▶ [Problem requirements] Retype the material word for word, starting with the line that contains "Where can the blue" and ending with the last line of the material, both included. Reproduce only that stretch.

====== Material for this exercise ======

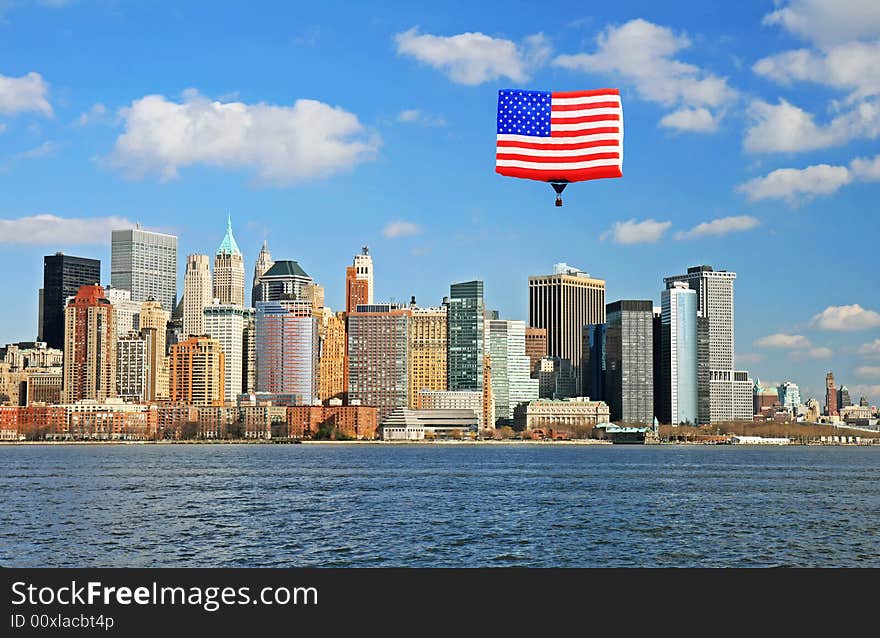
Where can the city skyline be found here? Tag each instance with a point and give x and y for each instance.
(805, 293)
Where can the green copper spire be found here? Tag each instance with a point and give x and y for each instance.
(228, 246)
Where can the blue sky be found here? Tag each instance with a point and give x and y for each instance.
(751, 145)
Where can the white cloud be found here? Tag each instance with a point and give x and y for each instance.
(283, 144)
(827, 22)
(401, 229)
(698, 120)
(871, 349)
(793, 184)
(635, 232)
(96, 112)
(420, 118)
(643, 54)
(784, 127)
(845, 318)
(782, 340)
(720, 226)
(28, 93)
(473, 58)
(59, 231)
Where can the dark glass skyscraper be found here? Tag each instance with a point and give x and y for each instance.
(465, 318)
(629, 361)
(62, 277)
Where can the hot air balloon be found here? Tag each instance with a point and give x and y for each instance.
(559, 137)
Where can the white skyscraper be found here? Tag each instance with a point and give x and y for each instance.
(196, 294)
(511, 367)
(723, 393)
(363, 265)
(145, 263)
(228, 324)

======

▶ [Response to the exercise]
Where can the blue sky be found here? Tag each instance with a point and give x and y for each instance.
(751, 145)
Where can the white cloud be found here? Tag each instance with a point and give x and y for each instance.
(283, 144)
(827, 22)
(401, 229)
(698, 120)
(871, 349)
(793, 184)
(635, 232)
(96, 112)
(420, 118)
(643, 54)
(784, 127)
(845, 318)
(782, 340)
(720, 226)
(28, 93)
(473, 58)
(59, 231)
Where can the dark glass skyscraper be found here? Tag each instance with a point and give x and y for each instance.
(465, 318)
(629, 361)
(62, 277)
Where can the hot air balloon be found here? Tag each instance with a point and give x and y for each instance.
(559, 137)
Where can the white skyscraper be found here? Tag each instance with a point and give x and y for each instance.
(196, 294)
(511, 367)
(723, 393)
(363, 265)
(145, 263)
(228, 324)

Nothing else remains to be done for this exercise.